[Text to read]:
※ ※ ※

National Institute of Natural Sciences

Polar Field Reversal as observed with Hinode

19 April 2012
[Modified on 1 June 2012]
National Astronomical Observatory of Japan (NAOJ/NINS)
RIKEN
Japan Aerospace Exploration Agency(JAXA)
National Aeronautics and Space Administration (NASA)
Science and Technology Facilities Council(STFC)
European Space Agency(ESA)

For the first time in the world, an international research team consisting mainly of researchers from the National Astronomical Observatory of Japan (NAOJ) and RIKEN recently discovered the phenomenon of the polarity of the polar magnetic field in the solar polar region reversing faster than expected by using the Solar Optical Telescope (SOT) mounted on the Solar Observation Satellite "Hinode." This discovery was brought about by the SOT's high spatial resolution and high-precision polarimetry, and the long-term operation steadily conducted via the "Hinode" satellite.

At present, solar activity has passed the solar minimum and is increasing slightly. Looking at the overall picture, the solar magnetic field in this solar minimum shows that the north polar region has negative polarity and the south polar region has positive polarity. The polarity of both the north and south polar regions is expected to reverse in May 2013, around the same time as the solar maximum, which is the period with the largest average number of sunspots.

The Sun's polar magnetic field is considered to be the origin of sunspots which are known to be the source of solar activity. That behavior will be very important in forecasting solar activity in the future. In the past, polarity reversal was observed by solar telescopes on the ground. Consequently, only the average strength and polarity of the magnetic fields was found due to the lack resolution, and it was not possible to know what was occurring in the solar polar region.

※ ※ ※

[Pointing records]
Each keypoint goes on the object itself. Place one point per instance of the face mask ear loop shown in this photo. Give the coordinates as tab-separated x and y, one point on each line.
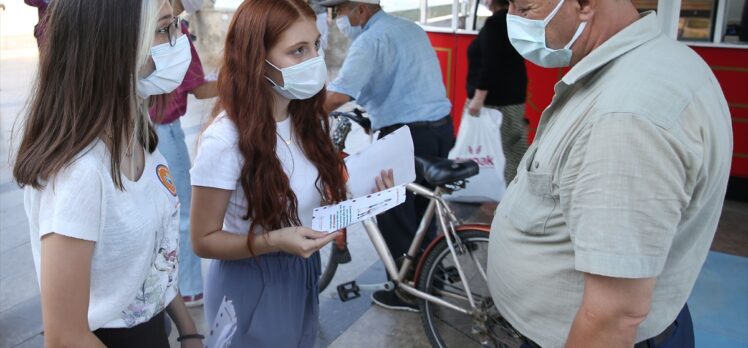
576	35
276	68
553	13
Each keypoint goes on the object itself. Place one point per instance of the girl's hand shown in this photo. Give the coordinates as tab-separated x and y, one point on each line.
192	343
300	241
385	180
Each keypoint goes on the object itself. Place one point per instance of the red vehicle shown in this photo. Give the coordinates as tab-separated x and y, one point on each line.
707	26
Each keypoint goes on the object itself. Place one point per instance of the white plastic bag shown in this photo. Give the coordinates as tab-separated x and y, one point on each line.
479	139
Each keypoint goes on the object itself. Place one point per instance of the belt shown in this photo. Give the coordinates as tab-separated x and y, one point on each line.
657	340
420	124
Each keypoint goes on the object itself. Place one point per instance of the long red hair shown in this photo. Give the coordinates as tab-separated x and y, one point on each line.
247	98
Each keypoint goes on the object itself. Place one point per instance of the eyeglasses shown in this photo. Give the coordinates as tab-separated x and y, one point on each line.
172	30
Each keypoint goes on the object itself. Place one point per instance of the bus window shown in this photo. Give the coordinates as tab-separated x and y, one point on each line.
697	18
439	13
736	21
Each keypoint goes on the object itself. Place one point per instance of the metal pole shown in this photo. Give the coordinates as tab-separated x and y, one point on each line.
455	14
668	11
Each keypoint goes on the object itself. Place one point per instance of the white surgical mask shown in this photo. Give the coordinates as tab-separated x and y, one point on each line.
528	38
303	80
171	63
344	24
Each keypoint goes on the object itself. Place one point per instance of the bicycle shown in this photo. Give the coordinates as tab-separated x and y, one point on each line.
449	279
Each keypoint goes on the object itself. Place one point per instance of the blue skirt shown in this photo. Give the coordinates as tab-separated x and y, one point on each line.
275	297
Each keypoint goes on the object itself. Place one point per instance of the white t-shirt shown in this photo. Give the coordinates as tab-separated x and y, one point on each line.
134	264
219	163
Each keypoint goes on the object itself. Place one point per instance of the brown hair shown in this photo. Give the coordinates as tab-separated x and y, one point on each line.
85	88
247	98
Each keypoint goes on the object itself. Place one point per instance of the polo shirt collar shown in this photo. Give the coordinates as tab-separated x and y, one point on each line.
376	17
636	34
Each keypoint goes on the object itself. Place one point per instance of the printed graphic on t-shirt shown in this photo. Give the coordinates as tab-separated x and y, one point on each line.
162	275
165	177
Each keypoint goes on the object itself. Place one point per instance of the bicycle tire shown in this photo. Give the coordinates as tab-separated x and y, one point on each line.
431	263
329	266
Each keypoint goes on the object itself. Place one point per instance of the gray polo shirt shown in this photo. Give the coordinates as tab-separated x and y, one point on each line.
626	179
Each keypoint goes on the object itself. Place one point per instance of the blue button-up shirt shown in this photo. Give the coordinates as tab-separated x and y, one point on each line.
393	72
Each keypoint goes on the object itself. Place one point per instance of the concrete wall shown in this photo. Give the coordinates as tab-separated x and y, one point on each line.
211	25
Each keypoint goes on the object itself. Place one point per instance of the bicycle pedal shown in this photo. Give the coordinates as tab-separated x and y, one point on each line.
451	274
349	291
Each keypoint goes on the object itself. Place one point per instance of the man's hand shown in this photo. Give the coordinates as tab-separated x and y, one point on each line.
477	102
611	311
385	180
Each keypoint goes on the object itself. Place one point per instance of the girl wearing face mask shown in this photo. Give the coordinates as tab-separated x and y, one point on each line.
101	204
264	163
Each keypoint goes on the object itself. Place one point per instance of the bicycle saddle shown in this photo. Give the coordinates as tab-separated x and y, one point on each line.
442	171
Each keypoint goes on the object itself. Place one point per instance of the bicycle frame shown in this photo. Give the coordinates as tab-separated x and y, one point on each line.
447	220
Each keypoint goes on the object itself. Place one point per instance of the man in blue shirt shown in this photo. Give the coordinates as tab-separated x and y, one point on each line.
393	72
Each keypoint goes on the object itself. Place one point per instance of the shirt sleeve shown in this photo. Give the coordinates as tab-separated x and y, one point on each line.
357	69
195	76
218	162
72	203
626	191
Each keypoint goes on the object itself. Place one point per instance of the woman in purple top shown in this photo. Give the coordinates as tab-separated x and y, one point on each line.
172	145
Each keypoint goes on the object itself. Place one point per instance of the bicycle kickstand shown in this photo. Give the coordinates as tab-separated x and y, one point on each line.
351	290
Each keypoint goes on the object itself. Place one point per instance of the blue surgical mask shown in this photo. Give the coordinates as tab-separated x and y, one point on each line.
528	38
352	32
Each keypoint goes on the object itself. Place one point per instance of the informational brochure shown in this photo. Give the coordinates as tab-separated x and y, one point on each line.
224	326
334	217
395	151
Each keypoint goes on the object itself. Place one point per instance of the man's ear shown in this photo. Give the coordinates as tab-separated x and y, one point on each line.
587	9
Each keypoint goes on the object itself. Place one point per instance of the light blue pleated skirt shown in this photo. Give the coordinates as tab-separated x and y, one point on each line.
275	297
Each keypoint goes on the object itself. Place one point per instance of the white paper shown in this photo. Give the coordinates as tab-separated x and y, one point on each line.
334	217
224	326
395	151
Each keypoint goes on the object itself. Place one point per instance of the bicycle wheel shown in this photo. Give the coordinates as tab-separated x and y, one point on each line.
446	327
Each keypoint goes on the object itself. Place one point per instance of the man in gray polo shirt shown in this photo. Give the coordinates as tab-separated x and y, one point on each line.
600	237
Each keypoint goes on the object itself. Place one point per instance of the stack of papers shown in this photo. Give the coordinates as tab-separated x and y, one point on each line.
334	217
224	326
395	151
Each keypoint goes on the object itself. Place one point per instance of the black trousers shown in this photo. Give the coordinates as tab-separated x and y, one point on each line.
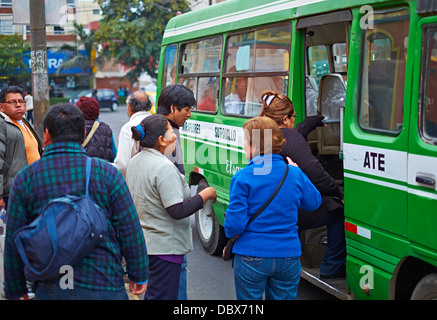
163	280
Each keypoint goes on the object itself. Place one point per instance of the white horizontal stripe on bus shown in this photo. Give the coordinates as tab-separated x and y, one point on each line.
244	14
392	186
215	132
214	144
384	163
375	181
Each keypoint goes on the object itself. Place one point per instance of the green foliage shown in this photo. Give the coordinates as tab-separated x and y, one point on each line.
11	56
131	31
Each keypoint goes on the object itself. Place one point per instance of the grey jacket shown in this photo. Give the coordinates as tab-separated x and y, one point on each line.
12	153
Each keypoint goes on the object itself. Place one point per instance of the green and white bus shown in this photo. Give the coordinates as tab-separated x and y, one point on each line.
370	67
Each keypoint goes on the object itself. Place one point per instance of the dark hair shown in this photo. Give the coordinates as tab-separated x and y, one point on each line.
276	106
10	89
153	126
175	95
89	107
262	124
139	101
65	122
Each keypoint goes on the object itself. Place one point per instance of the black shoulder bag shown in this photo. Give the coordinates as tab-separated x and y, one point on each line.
227	252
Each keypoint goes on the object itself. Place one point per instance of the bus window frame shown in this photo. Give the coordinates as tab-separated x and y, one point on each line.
364	35
176	46
426	28
181	76
250	74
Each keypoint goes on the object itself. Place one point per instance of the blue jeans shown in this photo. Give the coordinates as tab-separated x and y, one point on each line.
51	290
277	277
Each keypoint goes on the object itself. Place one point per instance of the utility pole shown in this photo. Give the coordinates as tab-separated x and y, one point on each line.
40	78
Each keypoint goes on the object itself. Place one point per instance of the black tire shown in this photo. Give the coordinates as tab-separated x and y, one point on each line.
426	289
211	233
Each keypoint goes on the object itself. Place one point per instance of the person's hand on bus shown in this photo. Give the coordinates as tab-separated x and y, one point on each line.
292	162
208	194
136	288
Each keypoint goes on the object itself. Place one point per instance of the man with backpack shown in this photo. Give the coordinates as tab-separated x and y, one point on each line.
62	171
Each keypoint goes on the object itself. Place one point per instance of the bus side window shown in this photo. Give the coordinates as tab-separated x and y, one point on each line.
200	61
428	112
169	76
249	56
383	72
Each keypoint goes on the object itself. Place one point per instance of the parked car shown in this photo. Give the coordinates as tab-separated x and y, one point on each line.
105	97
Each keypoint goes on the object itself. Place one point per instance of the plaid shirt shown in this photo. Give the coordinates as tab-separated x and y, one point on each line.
61	170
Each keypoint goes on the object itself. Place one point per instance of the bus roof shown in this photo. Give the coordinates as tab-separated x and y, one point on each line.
240	14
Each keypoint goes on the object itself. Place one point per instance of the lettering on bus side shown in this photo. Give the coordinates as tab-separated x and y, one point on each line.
191	127
226	134
374	160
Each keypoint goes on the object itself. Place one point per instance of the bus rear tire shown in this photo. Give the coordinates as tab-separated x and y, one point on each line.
211	233
426	289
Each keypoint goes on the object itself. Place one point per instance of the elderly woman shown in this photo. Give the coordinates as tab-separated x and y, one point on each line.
331	213
164	203
267	250
99	140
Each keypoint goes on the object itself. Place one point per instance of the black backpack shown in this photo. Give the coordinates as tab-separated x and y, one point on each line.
66	231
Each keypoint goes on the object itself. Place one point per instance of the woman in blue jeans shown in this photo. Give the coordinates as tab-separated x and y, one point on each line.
267	251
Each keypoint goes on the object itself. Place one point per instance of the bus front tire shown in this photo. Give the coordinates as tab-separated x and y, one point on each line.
426	289
211	233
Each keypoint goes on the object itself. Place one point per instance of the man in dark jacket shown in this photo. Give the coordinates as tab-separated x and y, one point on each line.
99	142
19	143
61	170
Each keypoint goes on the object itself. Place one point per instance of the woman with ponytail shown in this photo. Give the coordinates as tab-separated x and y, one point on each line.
164	203
331	213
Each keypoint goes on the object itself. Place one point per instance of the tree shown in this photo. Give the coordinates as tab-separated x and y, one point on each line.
11	57
86	61
131	31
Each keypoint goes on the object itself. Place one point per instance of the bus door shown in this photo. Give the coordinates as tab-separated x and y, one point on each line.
375	152
422	158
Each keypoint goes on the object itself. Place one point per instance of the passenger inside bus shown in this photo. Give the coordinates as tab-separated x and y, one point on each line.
235	101
208	99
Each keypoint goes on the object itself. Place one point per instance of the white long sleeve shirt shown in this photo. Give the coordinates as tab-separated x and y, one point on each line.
126	143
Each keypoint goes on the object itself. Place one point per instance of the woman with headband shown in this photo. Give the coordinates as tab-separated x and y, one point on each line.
331	213
164	203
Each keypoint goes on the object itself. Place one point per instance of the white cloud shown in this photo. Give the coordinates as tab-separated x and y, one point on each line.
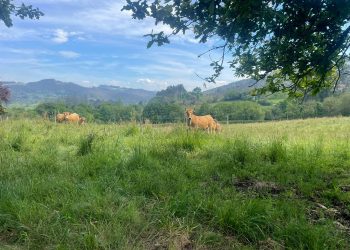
60	36
69	54
144	80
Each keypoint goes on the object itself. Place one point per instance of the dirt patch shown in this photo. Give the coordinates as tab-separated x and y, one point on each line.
261	187
340	215
173	240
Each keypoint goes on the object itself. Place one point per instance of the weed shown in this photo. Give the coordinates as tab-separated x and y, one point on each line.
85	146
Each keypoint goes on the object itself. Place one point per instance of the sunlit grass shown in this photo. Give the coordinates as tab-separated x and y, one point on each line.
274	185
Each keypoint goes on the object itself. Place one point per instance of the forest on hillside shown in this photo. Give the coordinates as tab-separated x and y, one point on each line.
168	107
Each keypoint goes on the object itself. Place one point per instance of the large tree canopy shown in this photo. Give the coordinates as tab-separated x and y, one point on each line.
8	9
297	46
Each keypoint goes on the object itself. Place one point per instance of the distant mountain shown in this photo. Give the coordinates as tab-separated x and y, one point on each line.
239	86
52	90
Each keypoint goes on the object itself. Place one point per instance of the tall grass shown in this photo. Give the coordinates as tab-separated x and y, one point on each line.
268	185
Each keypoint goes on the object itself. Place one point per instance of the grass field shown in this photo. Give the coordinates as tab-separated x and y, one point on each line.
277	185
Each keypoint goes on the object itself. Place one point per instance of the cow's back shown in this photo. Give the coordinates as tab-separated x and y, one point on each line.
73	117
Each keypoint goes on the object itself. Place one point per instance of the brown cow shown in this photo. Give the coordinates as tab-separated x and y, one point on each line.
72	118
60	118
218	127
82	120
204	122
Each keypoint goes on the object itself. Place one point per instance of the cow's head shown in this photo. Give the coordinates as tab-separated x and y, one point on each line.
66	114
82	120
189	113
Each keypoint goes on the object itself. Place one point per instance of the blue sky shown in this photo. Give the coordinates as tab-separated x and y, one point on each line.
92	42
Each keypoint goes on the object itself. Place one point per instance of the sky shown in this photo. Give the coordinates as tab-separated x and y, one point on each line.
91	42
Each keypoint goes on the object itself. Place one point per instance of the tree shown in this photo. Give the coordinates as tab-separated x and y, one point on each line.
8	9
296	46
4	97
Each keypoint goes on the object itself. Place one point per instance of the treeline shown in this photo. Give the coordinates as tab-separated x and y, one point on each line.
169	105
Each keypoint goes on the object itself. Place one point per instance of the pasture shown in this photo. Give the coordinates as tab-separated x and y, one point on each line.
275	185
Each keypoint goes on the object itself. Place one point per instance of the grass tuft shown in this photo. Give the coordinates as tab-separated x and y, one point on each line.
85	146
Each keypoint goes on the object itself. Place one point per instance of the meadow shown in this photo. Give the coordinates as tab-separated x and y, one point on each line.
273	185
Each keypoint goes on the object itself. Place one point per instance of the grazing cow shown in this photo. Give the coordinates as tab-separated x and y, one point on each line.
82	120
60	118
204	122
218	127
72	118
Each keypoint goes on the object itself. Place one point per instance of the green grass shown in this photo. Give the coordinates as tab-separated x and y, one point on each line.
269	185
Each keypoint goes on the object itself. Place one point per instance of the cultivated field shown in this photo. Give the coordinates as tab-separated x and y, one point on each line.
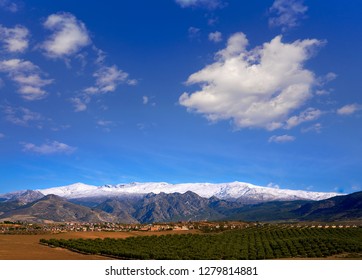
27	247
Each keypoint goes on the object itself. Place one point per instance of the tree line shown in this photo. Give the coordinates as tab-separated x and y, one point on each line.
268	242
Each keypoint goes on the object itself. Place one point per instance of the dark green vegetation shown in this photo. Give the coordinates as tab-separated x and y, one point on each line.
266	242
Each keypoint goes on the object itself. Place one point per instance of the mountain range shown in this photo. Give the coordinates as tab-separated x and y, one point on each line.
134	203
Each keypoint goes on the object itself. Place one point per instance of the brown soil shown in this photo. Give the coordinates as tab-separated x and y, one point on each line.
27	247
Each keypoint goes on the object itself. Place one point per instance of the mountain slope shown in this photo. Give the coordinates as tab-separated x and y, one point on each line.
52	208
175	207
244	192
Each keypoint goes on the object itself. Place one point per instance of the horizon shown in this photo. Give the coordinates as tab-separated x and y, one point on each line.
266	92
269	186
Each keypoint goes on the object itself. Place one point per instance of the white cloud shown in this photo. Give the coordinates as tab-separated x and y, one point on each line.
316	127
310	114
194	32
349	109
79	104
14	39
48	148
26	76
287	13
21	116
256	88
107	80
215	36
9	6
69	35
17	65
210	4
281	139
104	123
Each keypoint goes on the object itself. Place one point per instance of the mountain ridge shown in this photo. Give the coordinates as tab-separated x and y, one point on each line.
245	192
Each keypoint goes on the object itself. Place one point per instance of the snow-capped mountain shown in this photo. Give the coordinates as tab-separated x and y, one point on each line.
227	191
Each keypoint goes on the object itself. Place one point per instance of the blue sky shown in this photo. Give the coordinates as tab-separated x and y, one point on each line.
266	92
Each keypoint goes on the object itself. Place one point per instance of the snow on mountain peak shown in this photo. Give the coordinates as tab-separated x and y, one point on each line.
231	190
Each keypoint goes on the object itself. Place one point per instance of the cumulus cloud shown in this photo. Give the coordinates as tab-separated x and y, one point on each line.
256	88
194	32
21	116
215	36
48	148
310	114
281	138
349	109
79	104
9	6
27	76
68	37
287	13
210	4
14	39
107	80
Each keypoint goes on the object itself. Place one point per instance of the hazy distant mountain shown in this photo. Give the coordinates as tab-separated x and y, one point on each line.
22	196
244	192
174	207
52	208
339	208
122	208
163	207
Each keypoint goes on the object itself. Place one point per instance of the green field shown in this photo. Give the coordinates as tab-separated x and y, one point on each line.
266	242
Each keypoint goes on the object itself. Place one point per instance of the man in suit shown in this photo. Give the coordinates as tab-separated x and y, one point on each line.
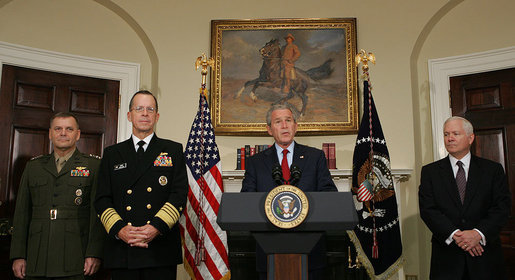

※ ※ ※

[Short exercise A]: Summarize the passage on the Sun's polar field reversal in two sentences.
[Short exercise B]: According to the passage on the Sun's polar field reversal, when is the polarity of both the north and south polar regions expected to reverse?
[Short exercise C]: Carry on the passage on the Sun's polar field reversal, starting right after its final sentence.

[Response A]: A research team led mainly by NAOJ and RIKEN used the Solar Optical Telescope on the Hinode satellite to discover that the polarity of the magnetic field in the Sun's polar region is reversing faster than expected. This matters because the polar magnetic field is considered the origin of sunspots, and earlier ground-based telescopes lacked the resolution to show what was occurring in the polar region.

[Response B]: In May 2013, around the same time as the solar maximum.

[Response C]:
Based on observations conducted with high spatial resolution and high-precision polarimetry of the SOT aboard the "Hinode" satellite in September of 2007, magnetic field patches, which were broad and spotty, with a magnetic field strength comparable to sunspots, were discovered for the first time, scattered in the solar polar region. (Reference: Press release "'Hinode' discovered strong magnetic field patches in the Sun's polar region.")

Since that, the "Hinode" satellite has been conducting polar observation regularly for four years, during which solar activity passed the solar minimum and has been increasing. As a result, it was discovered during observations conducted in January 2012 that the north polar magnetic field was dwindling close to almost zero, one year earlier than expected. That is to say, the number of magnetic field patches, which play the role of magnetic field spots in the north polar region, decreased rapidly and spots of opposite polarity emerged at low latitudes. (Figures A and B) Consequently, it is considered that there is a large scale disappearance of the opposite polarity magnetic field and polarity reversal occurring in the north polar region of the sun.

According to these observations, the north polar magnetic field is forecast to shift from negative to positive polarity soon. On the other hand, surprisingly, the "Hinode" has confirmed that there are few signs of polarity reversal in the south polar field, and it is steadily maintaining positive polarity.(Figure C) Generally speaking, the solar magnetic field has a bipolar configuration; like a bar magnet, for example, the sun's south and north polar regions have a positive and negative polarity structure respectively. However, according to observations by "Hinode," it is assumed that the solar magnetic field will be a quadrupole structure, where both the north and south have positive polarity. Numerical calculations are being performed to understand the structure of the solar magnetic field based on the "Hinode" observation data.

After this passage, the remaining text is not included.